Embedded Agents

 |   |  Analysis


Suppose you want to build a robot to achieve some real-world goal for you—a goal that requires the robot to learn for itself and figure out a lot of things that you don’t already know.1

There’s a complicated engineering problem here. But there’s also a problem of figuring out what it even means to build a learning agent like that. What is it to optimize realistic goals in physical environments? In broad terms, how does it work?

In this series of posts, I’ll point to four ways we don’t currently know how it works, and four areas of active research aimed at figuring it out.



This is Alexei, and Alexei is playing a video game.


Alexei the dualistic agent


Like most games, this game has clear input and output channels. Alexei only observes the game through the computer screen, and only manipulates the game through the controller.

The game can be thought of as a function which takes in a sequence of button presses and outputs a sequence of pixels on the screen.

Alexei is also very smart, and capable of holding the entire video game inside his mind. If Alexei has any uncertainty, it is only over empirical facts like what game he is playing, and not over logical facts like which inputs (for a given deterministic game) will yield which outputs. This means that Alexei must also store inside his mind every possible game he could be playing.

Alexei does not, however, have to think about himself. He is only optimizing the game he is playing, and not optimizing the brain he is using to think about the game. He may still choose actions based off of value of information, but this is only to help him rule out possible games he is playing, and not to change the way in which he thinks.

In fact, Alexei can treat himself as an unchanging indivisible atom. Since he doesn’t exist in the environment he’s thinking about, Alexei doesn’t worry about whether he’ll change over time, or about any subroutines he might have to run.

Notice that all the properties I talked about are partially made possible by the fact that Alexei is cleanly separated from the environment that he is optimizing.


This is Emmy. Emmy is playing real life.

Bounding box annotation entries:
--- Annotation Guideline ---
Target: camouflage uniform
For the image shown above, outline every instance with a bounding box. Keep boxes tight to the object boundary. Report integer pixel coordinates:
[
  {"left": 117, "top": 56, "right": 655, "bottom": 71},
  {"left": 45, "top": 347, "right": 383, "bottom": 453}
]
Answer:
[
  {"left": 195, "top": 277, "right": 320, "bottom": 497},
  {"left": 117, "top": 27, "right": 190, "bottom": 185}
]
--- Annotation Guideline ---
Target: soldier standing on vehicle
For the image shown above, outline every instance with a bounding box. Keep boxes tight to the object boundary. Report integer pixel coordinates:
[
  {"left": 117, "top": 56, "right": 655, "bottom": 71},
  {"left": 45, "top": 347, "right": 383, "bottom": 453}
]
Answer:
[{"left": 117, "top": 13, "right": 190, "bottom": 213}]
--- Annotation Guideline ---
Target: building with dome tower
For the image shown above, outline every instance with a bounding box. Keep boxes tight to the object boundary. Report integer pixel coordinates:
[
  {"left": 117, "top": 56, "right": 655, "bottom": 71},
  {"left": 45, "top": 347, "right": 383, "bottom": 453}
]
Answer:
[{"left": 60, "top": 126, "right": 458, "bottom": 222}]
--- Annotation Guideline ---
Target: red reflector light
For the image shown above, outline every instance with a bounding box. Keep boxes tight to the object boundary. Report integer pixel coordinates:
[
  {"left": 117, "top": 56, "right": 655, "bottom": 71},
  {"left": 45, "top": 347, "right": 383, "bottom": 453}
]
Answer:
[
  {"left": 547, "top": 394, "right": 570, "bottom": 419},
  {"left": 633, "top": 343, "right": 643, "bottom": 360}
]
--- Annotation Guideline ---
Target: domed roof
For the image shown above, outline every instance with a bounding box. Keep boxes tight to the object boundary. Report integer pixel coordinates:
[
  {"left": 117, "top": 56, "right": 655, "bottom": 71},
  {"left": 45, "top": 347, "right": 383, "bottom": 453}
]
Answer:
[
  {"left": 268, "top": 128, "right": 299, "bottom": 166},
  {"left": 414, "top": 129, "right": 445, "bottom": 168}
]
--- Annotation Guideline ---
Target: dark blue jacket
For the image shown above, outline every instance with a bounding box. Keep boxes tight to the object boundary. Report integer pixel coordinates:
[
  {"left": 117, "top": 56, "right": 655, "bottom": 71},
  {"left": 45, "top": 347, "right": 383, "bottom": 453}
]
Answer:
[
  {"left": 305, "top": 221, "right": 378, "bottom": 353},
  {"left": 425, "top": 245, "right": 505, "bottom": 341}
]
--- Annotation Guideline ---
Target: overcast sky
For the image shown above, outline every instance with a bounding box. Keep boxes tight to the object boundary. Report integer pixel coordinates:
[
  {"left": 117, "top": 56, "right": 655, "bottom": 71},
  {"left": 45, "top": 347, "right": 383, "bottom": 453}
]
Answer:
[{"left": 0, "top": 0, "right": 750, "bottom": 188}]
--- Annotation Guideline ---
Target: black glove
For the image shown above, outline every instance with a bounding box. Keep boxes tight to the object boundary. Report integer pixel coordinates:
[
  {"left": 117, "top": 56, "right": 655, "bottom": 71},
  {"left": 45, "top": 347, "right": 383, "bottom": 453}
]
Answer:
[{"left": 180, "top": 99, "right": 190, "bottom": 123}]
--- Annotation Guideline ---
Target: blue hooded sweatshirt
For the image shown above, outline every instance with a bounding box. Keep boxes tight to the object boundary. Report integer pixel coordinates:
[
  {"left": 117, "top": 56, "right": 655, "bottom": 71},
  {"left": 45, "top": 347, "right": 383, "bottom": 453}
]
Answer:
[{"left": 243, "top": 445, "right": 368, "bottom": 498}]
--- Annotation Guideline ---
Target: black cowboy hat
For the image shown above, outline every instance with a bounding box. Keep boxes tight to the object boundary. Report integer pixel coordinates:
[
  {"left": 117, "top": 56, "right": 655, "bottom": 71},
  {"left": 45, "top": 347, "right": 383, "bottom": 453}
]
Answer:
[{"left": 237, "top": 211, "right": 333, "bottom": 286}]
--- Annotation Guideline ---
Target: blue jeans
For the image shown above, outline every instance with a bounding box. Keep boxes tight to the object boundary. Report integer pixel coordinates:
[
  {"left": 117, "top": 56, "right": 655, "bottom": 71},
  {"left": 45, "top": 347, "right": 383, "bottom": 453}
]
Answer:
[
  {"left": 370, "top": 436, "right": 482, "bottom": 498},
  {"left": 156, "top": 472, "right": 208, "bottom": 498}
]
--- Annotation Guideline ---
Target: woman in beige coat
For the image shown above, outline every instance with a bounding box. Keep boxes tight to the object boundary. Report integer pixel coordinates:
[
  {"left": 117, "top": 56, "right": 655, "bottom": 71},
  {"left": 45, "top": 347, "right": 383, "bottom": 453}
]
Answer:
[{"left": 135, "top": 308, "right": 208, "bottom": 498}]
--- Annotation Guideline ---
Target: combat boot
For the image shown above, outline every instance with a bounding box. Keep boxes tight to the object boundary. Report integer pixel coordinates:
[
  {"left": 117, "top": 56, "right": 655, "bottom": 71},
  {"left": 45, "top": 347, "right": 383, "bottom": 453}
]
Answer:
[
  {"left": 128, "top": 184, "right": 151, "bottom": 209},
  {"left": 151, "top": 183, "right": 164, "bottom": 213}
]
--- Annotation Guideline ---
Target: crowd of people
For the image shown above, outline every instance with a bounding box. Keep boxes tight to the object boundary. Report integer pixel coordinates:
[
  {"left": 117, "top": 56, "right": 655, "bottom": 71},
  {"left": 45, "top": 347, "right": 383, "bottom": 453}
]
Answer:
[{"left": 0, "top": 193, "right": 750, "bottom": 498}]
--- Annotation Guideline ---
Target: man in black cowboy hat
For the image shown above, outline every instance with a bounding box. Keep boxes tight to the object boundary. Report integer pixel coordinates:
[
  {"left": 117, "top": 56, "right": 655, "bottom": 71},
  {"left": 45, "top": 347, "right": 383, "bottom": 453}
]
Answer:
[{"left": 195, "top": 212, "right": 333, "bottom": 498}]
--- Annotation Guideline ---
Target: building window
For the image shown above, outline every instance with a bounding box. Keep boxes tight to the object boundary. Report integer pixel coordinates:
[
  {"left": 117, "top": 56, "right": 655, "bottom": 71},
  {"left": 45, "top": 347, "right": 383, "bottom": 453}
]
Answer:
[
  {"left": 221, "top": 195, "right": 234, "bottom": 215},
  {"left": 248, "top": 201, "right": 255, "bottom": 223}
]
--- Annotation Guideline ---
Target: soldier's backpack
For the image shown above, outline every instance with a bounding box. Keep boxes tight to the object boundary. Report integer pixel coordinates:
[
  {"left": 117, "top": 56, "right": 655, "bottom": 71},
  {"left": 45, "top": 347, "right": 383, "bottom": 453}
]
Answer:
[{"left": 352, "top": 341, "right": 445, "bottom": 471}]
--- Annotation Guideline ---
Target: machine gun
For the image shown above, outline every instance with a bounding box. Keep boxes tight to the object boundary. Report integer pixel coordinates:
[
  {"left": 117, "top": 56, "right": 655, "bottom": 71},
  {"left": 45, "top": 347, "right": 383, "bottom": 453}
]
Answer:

Exercise requirements:
(1) Repeat the embedded agents passage word for word between "This is Alexei, and" and "on the screen.", inclusive.
(2) In the embedded agents passage, what is the only way Alexei manipulates the game?
(3) Resume the embedded agents passage from its final sentence and continue it.

Answers for the exercise:
(1)
This is Alexei, and Alexei is playing a video game.


Alexei the dualistic agent


Like most games, this game has clear input and output channels. Alexei only observes the game through the computer screen, and only manipulates the game through the controller.

The game can be thought of as a function which takes in a sequence of button presses and outputs a sequence of pixels on the screen.

(2) Through the controller.

(3)
Emmy the embedded agent


Real life is not like a video game. The differences largely come from the fact that Emmy is within the environment that she is trying to optimize.

Alexei sees the universe as a function, and he optimizes by choosing inputs to that function that lead to greater reward than any of the other possible inputs he might choose. Emmy, on the other hand, doesn’t have a function. She just has an environment, and this environment contains her.

Emmy wants to choose the best possible action, but which action Emmy chooses to take is just another fact about the environment. Emmy can reason about the part of the environment that is her decision, but since there’s only one action that Emmy ends up actually taking, it’s not clear what it even means for Emmy to “choose” an action that is better than the rest.

Alexei can poke the universe and see what happens. Emmy is the universe poking itself. In Emmy’s case, how do we formalize the idea of “choosing” at all?

To make matters worse, since Emmy is contained within the environment, Emmy must also be smaller than the environment. This means that Emmy is incapable of storing accurate detailed models of the environment within her mind.

This causes a problem: Bayesian reasoning works by starting with a large collection of possible environments, and as you observe facts that are inconsistent with some of those environments, you rule them out. What does reasoning look like when you’re not even capable of storing a single valid hypothesis for the way the world works? Emmy is going to have to use a different type of reasoning, and make updates that don’t fit into the standard Bayesian framework.

Since Emmy is within the environment that she is manipulating, she is also going to be capable of self-improvement. But how can Emmy be sure that as she learns more and finds more and more ways to improve herself, she only changes herself in ways that are actually helpful? How can she be sure that she won’t modify her original goals in undesirable ways?

Finally, since Emmy is contained within the environment, she can’t treat herself like an atom. She is made out of the same pieces that the rest of the environment is made out of, which is what causes her to be able to think about herself.

In addition to hazards in her external environment, Emmy is going to have to worry about threats coming from within. While optimizing, Emmy might spin up other optimizers as subroutines, either intentionally or unintentionally. These subsystems can cause problems if they get too powerful and are unaligned with Emmy’s goals. Emmy must figure out how to reason without spinning up intelligent subsystems, or otherwise figure out how to keep them weak, contained, or aligned fully with her goals.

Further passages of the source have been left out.